Question

Assembly for metagenomics

0

Entering edit mode

24 months ago

valentinavan ▴ 50

Hello,

I am working with metagenomes of prokaryotes (modern sediment samples) obtained from WGS: some obtained with an Illumina machine and other using the Nanopore MinION. What I usually do is to trim and clean the data, align to a db and then doing the quantification. Should I also assembly prior to align?

1) I have always assumed that for the nanopore ones, considering that these are long reads: 3k-5k bp in my case, the assembly is not necessary. However, reading around, I have seen that there are assembly tools like Canu, Unicycler or Flye that can handle long reads. Would assembly make sense for WGS reads (my understanding is that it makes sense only when you know what you are sequencing)? Or maybe I could use these assembly tools to just reduce the complexity of my data (Lapidus & Korobeynikov 2021, Crusoe et al. 2015)?

2) My Illumina reads are all pair-end and 150 bp long each. Still, being WGS does it really makes sense to do the assembly or will it be risky and create wrong contigs?

Information supplied -
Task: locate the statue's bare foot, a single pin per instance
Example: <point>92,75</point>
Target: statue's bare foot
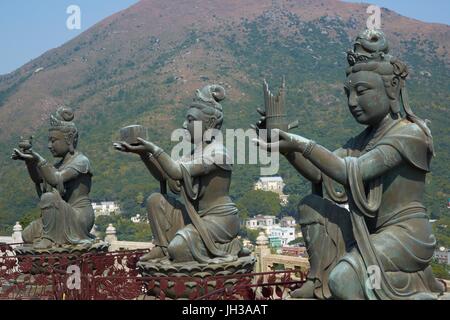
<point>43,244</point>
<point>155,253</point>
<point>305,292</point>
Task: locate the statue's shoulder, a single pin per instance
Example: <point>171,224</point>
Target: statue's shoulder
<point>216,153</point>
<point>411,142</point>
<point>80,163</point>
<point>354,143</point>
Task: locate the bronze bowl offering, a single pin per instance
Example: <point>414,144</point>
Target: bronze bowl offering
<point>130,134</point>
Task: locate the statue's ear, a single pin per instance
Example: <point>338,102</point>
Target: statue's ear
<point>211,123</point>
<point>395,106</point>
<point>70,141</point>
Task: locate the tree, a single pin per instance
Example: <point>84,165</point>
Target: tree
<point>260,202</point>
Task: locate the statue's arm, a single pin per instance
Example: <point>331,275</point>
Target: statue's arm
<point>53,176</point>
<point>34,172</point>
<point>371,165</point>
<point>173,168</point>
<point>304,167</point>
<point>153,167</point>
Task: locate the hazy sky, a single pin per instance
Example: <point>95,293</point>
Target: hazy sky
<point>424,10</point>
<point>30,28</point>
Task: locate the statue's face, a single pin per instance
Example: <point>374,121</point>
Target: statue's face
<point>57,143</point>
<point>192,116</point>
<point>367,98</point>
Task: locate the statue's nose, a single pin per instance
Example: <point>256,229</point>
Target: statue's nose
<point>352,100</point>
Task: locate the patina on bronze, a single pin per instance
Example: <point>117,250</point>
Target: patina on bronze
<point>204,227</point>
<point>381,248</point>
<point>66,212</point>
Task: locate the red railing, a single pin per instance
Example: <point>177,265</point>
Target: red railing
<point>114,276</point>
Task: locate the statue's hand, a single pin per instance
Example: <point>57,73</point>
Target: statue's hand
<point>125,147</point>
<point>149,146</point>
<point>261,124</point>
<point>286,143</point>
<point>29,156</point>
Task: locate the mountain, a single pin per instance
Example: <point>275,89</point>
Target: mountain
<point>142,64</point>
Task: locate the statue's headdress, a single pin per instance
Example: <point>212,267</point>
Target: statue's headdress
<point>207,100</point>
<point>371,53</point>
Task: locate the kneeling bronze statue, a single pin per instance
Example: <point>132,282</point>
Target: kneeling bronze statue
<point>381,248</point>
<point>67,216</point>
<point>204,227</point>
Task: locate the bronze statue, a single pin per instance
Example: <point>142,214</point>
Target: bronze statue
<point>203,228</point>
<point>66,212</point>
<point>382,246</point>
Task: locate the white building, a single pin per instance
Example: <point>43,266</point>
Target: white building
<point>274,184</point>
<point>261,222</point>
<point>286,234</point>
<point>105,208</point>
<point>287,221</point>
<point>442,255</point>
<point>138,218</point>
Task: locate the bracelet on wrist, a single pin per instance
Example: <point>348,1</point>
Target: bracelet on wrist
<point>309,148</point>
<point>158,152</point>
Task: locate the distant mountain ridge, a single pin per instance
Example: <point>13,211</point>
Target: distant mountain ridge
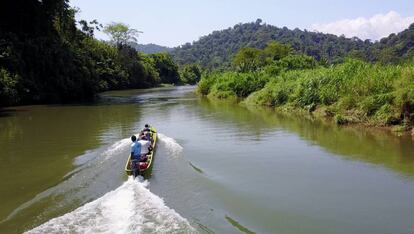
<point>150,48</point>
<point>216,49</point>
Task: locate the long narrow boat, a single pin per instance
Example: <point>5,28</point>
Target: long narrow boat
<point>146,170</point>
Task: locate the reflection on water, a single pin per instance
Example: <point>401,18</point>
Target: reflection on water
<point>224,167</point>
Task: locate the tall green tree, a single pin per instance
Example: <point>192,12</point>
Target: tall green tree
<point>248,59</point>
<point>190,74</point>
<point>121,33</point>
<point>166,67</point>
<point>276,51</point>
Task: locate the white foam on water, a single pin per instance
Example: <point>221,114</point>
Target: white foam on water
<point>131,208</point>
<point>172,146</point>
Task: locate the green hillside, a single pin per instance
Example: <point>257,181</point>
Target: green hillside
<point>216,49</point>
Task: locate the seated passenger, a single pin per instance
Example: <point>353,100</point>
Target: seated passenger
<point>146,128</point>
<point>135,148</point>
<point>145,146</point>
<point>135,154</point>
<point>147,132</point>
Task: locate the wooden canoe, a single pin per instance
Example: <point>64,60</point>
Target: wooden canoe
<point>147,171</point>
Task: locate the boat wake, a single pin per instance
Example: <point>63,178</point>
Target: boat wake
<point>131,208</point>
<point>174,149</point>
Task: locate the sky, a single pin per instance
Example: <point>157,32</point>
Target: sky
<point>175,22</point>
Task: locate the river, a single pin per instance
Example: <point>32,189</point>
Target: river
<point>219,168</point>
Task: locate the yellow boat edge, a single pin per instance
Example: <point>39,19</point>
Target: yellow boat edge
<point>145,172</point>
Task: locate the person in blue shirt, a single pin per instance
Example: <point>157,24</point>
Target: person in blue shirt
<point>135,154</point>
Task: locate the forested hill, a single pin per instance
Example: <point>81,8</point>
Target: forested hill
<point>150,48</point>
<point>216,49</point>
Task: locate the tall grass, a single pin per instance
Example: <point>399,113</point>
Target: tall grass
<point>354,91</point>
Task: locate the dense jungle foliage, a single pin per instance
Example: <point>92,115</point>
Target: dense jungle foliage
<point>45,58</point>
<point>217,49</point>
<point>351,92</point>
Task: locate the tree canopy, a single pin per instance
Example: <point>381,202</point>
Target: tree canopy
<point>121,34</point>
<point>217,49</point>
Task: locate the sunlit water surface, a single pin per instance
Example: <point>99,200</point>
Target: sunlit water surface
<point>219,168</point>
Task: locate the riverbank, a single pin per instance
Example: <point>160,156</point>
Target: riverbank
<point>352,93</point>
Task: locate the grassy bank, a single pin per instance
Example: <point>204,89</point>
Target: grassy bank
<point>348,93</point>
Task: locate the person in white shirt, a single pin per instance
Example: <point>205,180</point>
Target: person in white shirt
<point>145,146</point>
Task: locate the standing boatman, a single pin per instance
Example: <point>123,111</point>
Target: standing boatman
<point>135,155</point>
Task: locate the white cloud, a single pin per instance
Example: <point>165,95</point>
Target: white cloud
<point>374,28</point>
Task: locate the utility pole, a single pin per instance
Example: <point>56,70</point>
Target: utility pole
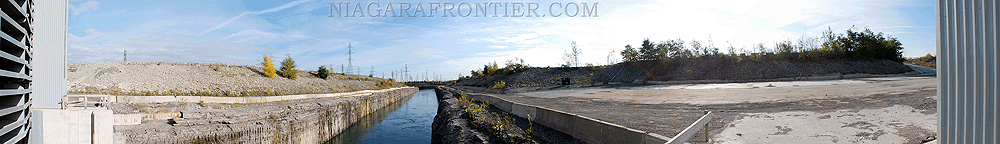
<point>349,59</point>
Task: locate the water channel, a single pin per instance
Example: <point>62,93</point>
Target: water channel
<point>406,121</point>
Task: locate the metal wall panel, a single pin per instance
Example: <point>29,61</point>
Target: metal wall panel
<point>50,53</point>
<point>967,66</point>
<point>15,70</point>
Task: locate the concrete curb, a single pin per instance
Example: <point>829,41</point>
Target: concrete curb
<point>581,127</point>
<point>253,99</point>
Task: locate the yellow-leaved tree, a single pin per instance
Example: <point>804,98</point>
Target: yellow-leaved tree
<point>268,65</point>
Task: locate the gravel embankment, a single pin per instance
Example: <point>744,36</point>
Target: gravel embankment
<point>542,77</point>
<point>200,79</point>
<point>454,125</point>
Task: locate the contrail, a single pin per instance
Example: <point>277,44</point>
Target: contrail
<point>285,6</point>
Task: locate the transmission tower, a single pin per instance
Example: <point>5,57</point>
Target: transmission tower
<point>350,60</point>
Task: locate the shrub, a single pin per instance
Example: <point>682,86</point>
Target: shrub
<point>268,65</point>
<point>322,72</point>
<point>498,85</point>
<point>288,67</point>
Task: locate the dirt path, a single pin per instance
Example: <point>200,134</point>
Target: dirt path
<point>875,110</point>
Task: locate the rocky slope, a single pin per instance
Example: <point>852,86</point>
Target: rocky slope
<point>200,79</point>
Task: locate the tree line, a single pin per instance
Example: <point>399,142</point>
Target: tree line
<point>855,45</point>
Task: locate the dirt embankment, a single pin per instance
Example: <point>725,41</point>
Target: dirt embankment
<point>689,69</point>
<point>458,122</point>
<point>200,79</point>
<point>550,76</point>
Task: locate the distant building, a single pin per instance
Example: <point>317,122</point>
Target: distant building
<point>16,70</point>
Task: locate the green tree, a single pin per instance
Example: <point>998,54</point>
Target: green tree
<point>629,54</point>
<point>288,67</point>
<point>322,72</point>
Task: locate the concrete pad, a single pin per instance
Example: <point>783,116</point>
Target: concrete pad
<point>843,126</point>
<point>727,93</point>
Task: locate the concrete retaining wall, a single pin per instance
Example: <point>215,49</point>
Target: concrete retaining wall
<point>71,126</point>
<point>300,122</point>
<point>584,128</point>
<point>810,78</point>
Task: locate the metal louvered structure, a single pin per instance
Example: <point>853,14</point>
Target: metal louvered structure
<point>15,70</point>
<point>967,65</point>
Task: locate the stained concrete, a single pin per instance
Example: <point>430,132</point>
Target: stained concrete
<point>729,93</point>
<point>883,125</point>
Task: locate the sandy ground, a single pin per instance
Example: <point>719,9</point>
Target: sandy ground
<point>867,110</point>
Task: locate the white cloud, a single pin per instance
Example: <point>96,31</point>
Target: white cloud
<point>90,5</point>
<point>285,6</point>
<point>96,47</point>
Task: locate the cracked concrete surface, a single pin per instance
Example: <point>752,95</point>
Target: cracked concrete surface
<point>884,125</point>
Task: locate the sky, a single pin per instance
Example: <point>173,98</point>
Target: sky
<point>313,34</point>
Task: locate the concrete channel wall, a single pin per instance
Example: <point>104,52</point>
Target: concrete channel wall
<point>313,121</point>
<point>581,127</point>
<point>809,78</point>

---

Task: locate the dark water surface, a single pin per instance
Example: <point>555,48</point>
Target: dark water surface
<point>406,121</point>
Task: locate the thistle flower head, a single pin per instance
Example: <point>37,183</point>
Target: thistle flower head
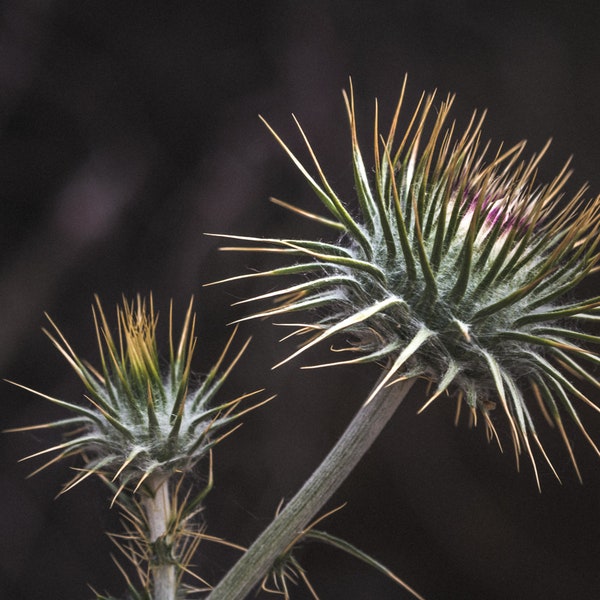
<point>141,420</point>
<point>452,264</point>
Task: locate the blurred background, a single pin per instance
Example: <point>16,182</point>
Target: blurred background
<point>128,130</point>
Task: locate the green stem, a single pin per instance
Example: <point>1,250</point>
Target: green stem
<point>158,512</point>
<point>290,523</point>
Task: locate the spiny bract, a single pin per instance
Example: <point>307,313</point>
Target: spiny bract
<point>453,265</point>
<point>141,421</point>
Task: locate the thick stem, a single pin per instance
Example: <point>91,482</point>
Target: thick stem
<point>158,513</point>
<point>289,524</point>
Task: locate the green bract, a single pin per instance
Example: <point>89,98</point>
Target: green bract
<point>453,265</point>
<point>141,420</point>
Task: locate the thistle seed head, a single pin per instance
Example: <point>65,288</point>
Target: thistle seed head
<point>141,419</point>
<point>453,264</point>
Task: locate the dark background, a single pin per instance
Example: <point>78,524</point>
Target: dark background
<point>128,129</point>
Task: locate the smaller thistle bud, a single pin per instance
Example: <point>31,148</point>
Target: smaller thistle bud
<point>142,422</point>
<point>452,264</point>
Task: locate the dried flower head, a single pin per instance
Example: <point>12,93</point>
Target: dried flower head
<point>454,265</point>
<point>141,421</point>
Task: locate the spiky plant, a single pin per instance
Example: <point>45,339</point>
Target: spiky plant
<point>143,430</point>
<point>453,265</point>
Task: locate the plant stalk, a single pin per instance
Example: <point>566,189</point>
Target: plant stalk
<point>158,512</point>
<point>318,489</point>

What needs to be done - Copy out the forum post on metagenome assembly in full, word for word. These records come from a different source than the text.

Final answer -
Question

Assembly for metagenomics

0

Entering edit mode

24 months ago

valentinavan ▴ 50

Hello,

I am working with metagenomes of prokaryotes (modern sediment samples) obtained from WGS: some obtained with an Illumina machine and other using the Nanopore MinION. What I usually do is to trim and clean the data, align to a db and then doing the quantification. Should I also assembly prior to align?

1) I have always assumed that for the nanopore ones, considering that these are long reads: 3k-5k bp in my case, the assembly is not necessary. However, reading around, I have seen that there are assembly tools like Canu, Unicycler or Flye that can handle long reads. Would assembly make sense for WGS reads (my understanding is that it makes sense only when you know what you are sequencing)? Or maybe I could use these assembly tools to just reduce the complexity of my data (Lapidus & Korobeynikov 2021, Crusoe et al. 2015)?

2) My Illumina reads are all pair-end and 150 bp long each. Still, being WGS does it really makes sense to do the assembly or will it be risky and create wrong contigs?